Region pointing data

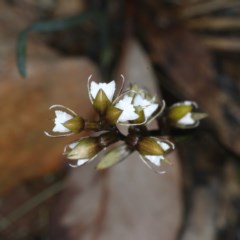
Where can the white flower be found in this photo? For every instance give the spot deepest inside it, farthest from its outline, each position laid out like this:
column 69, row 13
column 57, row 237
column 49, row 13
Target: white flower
column 108, row 89
column 128, row 110
column 148, row 106
column 154, row 161
column 187, row 120
column 79, row 162
column 60, row 119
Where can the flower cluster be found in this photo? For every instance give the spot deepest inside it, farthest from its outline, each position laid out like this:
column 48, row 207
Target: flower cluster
column 134, row 108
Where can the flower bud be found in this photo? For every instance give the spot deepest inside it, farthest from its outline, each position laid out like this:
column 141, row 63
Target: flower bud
column 149, row 146
column 153, row 150
column 86, row 148
column 181, row 115
column 101, row 95
column 75, row 124
column 101, row 102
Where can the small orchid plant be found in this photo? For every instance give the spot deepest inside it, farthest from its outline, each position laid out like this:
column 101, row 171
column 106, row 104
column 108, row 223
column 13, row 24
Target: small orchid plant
column 134, row 108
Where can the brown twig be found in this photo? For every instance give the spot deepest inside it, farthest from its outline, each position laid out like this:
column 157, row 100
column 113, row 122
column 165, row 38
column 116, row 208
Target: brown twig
column 208, row 7
column 214, row 23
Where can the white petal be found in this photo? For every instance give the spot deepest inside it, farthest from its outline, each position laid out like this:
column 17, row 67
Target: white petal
column 164, row 146
column 79, row 163
column 61, row 117
column 140, row 101
column 186, row 120
column 149, row 110
column 128, row 110
column 155, row 159
column 108, row 88
column 73, row 144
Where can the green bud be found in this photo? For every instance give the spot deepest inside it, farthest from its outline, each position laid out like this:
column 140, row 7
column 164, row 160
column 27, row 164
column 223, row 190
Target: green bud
column 101, row 102
column 175, row 113
column 149, row 146
column 181, row 115
column 86, row 148
column 75, row 124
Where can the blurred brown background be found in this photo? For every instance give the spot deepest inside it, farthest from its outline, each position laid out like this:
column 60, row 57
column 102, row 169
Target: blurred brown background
column 182, row 49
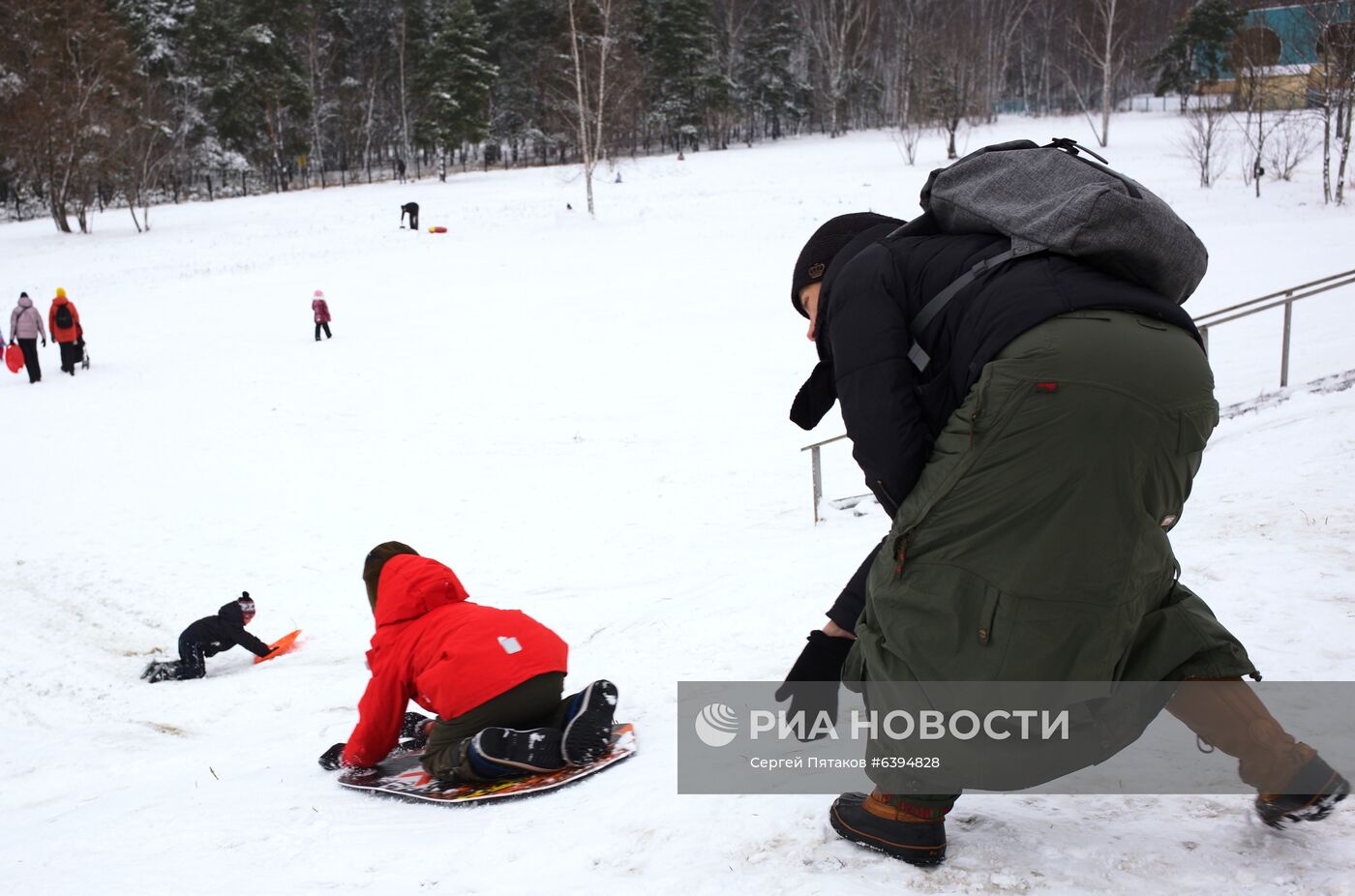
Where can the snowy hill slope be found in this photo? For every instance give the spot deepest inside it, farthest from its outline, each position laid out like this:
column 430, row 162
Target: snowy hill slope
column 587, row 420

What is being asked:
An exact copy of all the lines above is required, with the pictures removed.

Result below:
Where can the white flower be found in this photo? For every instance give the spot deepest inside it, farthest from its outline, each position laid out like this:
column 69, row 13
column 57, row 237
column 49, row 13
Target: white flower
column 108, row 89
column 128, row 110
column 148, row 106
column 154, row 161
column 187, row 120
column 79, row 162
column 60, row 119
Where can the flower cluster be found in this photo? For every instance give the spot deepest inside it, farthest from its outline, each position laid out like this:
column 48, row 207
Target: flower cluster
column 134, row 108
Where can the flower bud be found in this photo? For every instance give the spot deepest inside it, farthest from its outline, each position laid out like this:
column 141, row 63
Target: flower bud
column 149, row 146
column 153, row 150
column 86, row 148
column 181, row 115
column 101, row 95
column 75, row 124
column 101, row 102
Where can the small orchid plant be found in this photo? For every instance give the spot deepest inside it, farthest from its outline, each position laid out like this:
column 101, row 171
column 106, row 104
column 108, row 223
column 13, row 24
Target: small orchid plant
column 134, row 108
Where can the brown twig be found in this photo? For every instance give the spot deepest inside it, farthest from its outline, each position laid out like this:
column 157, row 100
column 113, row 122
column 165, row 38
column 116, row 208
Target: brown twig
column 208, row 7
column 214, row 23
Where can the white petal be found in this photo? For every instance give the spot deepest inside it, farthest from its outline, each position laid out like this:
column 17, row 67
Target: white petal
column 164, row 146
column 79, row 163
column 61, row 117
column 140, row 101
column 186, row 120
column 149, row 110
column 128, row 110
column 155, row 159
column 108, row 88
column 73, row 144
Where can the green bud be found in this photo? For every instance give the spot deepest inside it, farthest from its outline, each position laid out like this:
column 140, row 7
column 164, row 160
column 27, row 164
column 223, row 190
Target: green bud
column 101, row 102
column 175, row 113
column 149, row 146
column 181, row 115
column 86, row 148
column 75, row 124
Where can the blurred brown background be found in this photo? For every instance give the spot deepest inside it, farthest from its outline, each position laid out like this:
column 60, row 57
column 102, row 169
Target: blurred brown background
column 182, row 49
Where can the snowy hill slope be found in this photo? For every instance give the spot deepest inside it, farthest from its outline, each position laid out like this:
column 430, row 162
Target: snowy hill slope
column 587, row 420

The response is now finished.